**SELECTED EXTRACT:**
════════════════
Are Health Share Plans Tax Deductible?
Health share plans operate differently than insurance for tax purposes. Explore how the IRS views these payments and what medical costs you can actually deduct.
Health share plans operate differently than insurance for tax purposes. Explore how the IRS views these payments and what medical costs you can actually deduct.
A health care sharing ministry, or health share plan, is an arrangement where members contribute monthly payments to cover the qualifying medical expenses of other members. These organizations are often comprised of individuals who share common ethical or religious beliefs. This model operates as an alternative to traditional health insurance.
The distinction between a health share plan and qualified health insurance lies in their legal structure. Health insurance is a legal contract that obligates an insurer to pay for covered services. In contrast, a health share plan is a voluntary agreement among members with no legal guarantee that a claim will be paid.
These plans are not considered insurance, are not regulated by state insurance departments, and do not meet the Affordable Care Act’s (ACA) standard for “minimum essential coverage.” While the federal penalty for not having health insurance no longer applies, a few states have their own individual health insurance mandates with penalties for non-compliance.
A primary question for members is whether their monthly payments are tax-deductible. Generally, the monthly amounts paid to a health share plan are not deductible as a medical expense on your federal income tax return. The Internal Revenue Service (IRS) defines a deductible medical expense in part as a payment for medical insurance, so these monthly share amounts do not qualify.
However, the U.S. Department of the Treasury and the IRS have issued proposed regulations that, if finalized, would permit these payments to be treated as medical expenses for tax deduction purposes.
════════════════
**GIVEN MATERIAL:**
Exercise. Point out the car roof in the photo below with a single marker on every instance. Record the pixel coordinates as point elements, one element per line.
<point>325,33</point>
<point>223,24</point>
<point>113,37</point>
════════════════
**WORK INSTRUCTION A:**
Answer these questions from the article on health share plans:
(i) Whom are health care sharing ministries often made up of?
(ii) Which Affordable Care Act standard do these plans fail to meet?
(iii) Which two bodies issued the proposed regulations on treating the payments as medical expenses?
**WORK INSTRUCTION B:** Can you copy the passage of the article on health share plans starting with "A health care" and going on through "will be paid."?
**WORK INSTRUCTION C:** What does the article on health share plans say these plans are not or do not do, in the sentence beginning "These plans are not considered insurance"? List each point.

**OUTPUT A:**
(i) Individuals who share common ethical or religious beliefs.
(ii) The standard for "minimum essential coverage."
(iii) The U.S. Department of the Treasury and the IRS.

**OUTPUT B:**
A health care sharing ministry, or health share plan, is an arrangement where members contribute monthly payments to cover the qualifying medical expenses of other members. These organizations are often comprised of individuals who share common ethical or religious beliefs. This model operates as an alternative to traditional health insurance.
The distinction between a health share plan and qualified health insurance lies in their legal structure. Health insurance is a legal contract that obligates an insurer to pay for covered services. In contrast, a health share plan is a voluntary agreement among members with no legal guarantee that a claim will be paid.

**OUTPUT C:**
- They are not considered insurance.
- They are not regulated by state insurance departments.
- They do not meet the Affordable Care Act's (ACA) standard for "minimum essential coverage."